• Complete the following:
[A] In the excerpt on n-absorbing submodules, which submodule N of the integers does Example 2.8 use?
[B] Carry on the excerpt on n-absorbing submodules from the point where it stops.

The following example shows that if N is not an n-absorbing submodule of M, then the second statement in the previous theorem does not hold.

Example 2.8

Take \(n = 2\). Let \(M = {\mathbb {Z}}\) be a module over itself, and let \(N = 8{\mathbb {Z}}\), N is not a 2-absorbing submodule of M and \(N_{2.2} = 2{\mathbb {Z}} \ne N_2 = 4{\mathbb {Z}}\).

Now, we give a necessary and sufficient condition for capability of reducing (by 1) the index of the residual (N : M) of the proper submodule N of M.

Theorem 2.9

Let N be an n-absorbing submodule of an R-module M. Then, (N : M) is an \((n - 1)\)-absorbing ideal of R if and only if (N : m) is an \((n - 1)\)-absorbing ideal of R for all \(m \in M - N\).

Proof

\((\Rightarrow )\) Let \(a_1,\ldots , a_n \in R\), \(m \in M - N\) and \(a_1 \ldots a_n \in (N : m)\). Then, \(a_1 \ldots a_nm \in N\). Since N is an n-absorbing submodule of M, then \(a_1 \ldots a_n \in (N : M)\) or there are \(n - 1\) of the \(a_i's\) whose product with m is in N. If \(a_1 \ldots a_n \in (N : M)\), then, by assumption, there are \(n - 1\) of the \(a_i's\), \(1\le i \le n\), whose product belongs to (N : M), and hence, there are \(n - 1\) of the \(a_i's\), \(1\le i \le n\), whose product belongs to (N : m). In the other case, if there are \(n - 1\) of the \(a_i's\) whose product with m is in N, and hence, there are \(n - 1\) of the \(a_i's\), \(1\le i \le n\), whose product belongs to (N : m) and we are done.

\((\Leftarrow )\) Suppose that \(a_1 \ldots a_n \in (N : M)\) for some \(a_1,\ldots , a_n \in R\) and assume that, for every i, \(1 \le i \le n\), there exists \(m_i \in M\), such that \({\hat{a}}_im_i \notin N\), where \({\hat{a}}_i = a_1 \ldots a_{i-1}a_{i+1} \ldots a_n\). By \(a_1 \ldots a_nm_i \in N\), it follows that \({\hat{a}}_jm_i \in N\), where \(j \ne i\) and \({\hat{a}}_j = a_1 \ldots a_{j-1}a_{j+1} \ldots a_n\), since \((N : m_i)\) is \((n - 1)\)-absorbing ideal. If \(\sum _{i=1}^{n} {m_i} \in N\), then \({\hat{a}}_jm_j \in N\), since \({\hat{a}}_jm_i \in N\), \(\forall i \ne j\), which is a contradiction. Thus, \(\sum _{i=1}^{n} {m_i} \notin N\). Now, by \(a_1 \ldots a_n\sum _{i=1}^{n} {m_i} \in N\), we have \(a_1 \ldots a_n \in (N : \sum _{i=1}^{n} {m_i})\), and then, there are \(n - 1\) of the \(a_i's\) whose product is in \((N : \sum _{i=1}^{n} {m_i})\), and hence, there are \(n - 1\) of the \(a_i's\) whose product with \(\sum _{i=1}^{n} {m_i}\) belongs to N, and then, we must have \({\hat{a}}_km_k \in N\), for some \(k \in \{1,\ldots ,n\}\), which is a contradiction. Thus, there are \(n - 1\) of the \(a_i's\) whose product with M is contained in N. Therefore, (N : M) is \((n - 1)\)-absorbing ideal of R. \(\square \)

• Extracted entries:
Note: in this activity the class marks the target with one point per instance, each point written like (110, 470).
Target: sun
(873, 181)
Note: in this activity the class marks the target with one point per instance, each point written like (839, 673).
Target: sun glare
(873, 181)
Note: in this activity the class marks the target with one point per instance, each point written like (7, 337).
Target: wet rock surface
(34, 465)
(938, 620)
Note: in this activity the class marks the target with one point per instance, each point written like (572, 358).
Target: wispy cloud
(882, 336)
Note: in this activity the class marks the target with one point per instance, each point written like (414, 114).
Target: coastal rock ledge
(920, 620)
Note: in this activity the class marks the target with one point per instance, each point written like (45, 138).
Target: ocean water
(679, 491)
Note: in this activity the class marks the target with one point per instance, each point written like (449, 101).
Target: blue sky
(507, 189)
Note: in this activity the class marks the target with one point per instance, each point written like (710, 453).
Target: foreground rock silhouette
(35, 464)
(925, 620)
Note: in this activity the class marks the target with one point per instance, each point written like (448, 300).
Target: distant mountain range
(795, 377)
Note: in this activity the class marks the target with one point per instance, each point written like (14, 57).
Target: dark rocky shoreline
---
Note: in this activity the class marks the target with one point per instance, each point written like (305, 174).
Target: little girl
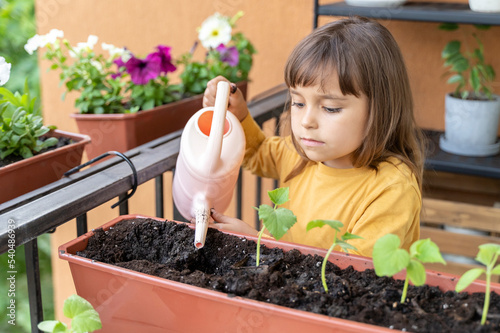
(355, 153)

• The answers:
[A] N = 8ℤ, which is not a 2-absorbing submodule of ℤ.

[B]
Proposition 2.10

Let N be an n-absorbing submodule of an R-module M , \(y \in M\), and \(a_1,\ldots ,a_n\in R\). If \(a_1 \ldots a_n \notin (N : M)\), then
$$\begin{aligned} (N : a_1 \ldots a_ny) = \bigcup _{i = 1}^n (N : {\hat{a}}_iy), \end{aligned}$$
where \({\hat{a}}_i = a_1 \ldots a_{i-1}a_{i+1} \ldots a_n\).

Proof

Let \(r \in (N : a_1 \ldots a_ny)\), and then, \(ra_1 \ldots a_ny = a_1 \ldots a_n(ry) \in N\). Since N is an n-absorbing submodule and \(a_1 \ldots a_n \notin (N : M)\), then \({\hat{a}}_i(ry) \in N\), where \({\hat{a}}_i = a_1 \ldots a_{i-1}a_{i+1} \ldots a_n\), for some i, and hence, \(r \in (N : {\hat{a}}_iy)\). For the reverse inclusion, let \(r \in \bigcup \nolimits _{i = 1}^n (N : {\hat{a}}_iy)\), and then, \(r \in (N : {\hat{a}}_jy)\) for some \(j\in \{1,\ldots ,n\}\). Then, \(ra_j{\hat{a}}_jy = ra_1 \ldots a_ny \in N\) implies \(r \in (N : a_1 \ldots a_ny)\). \(\square \)

In the following two propositions, we study the absorbing property under the homomorphism and localization.

Proposition 2.11

Let \(f : M \rightarrow M'\) be an epimorphism of R-modules.
  1. (1)

    If \(N'\) is an n-absorbing submodule of \(M'\), then \(f^{-1}(N')\) is an n-absorbing submodule of M.

     
  2. (2)

    If N is an n-absorbing submodule of M containing ker(f), then f(N) is an n-absorbing submodule of \(M'\).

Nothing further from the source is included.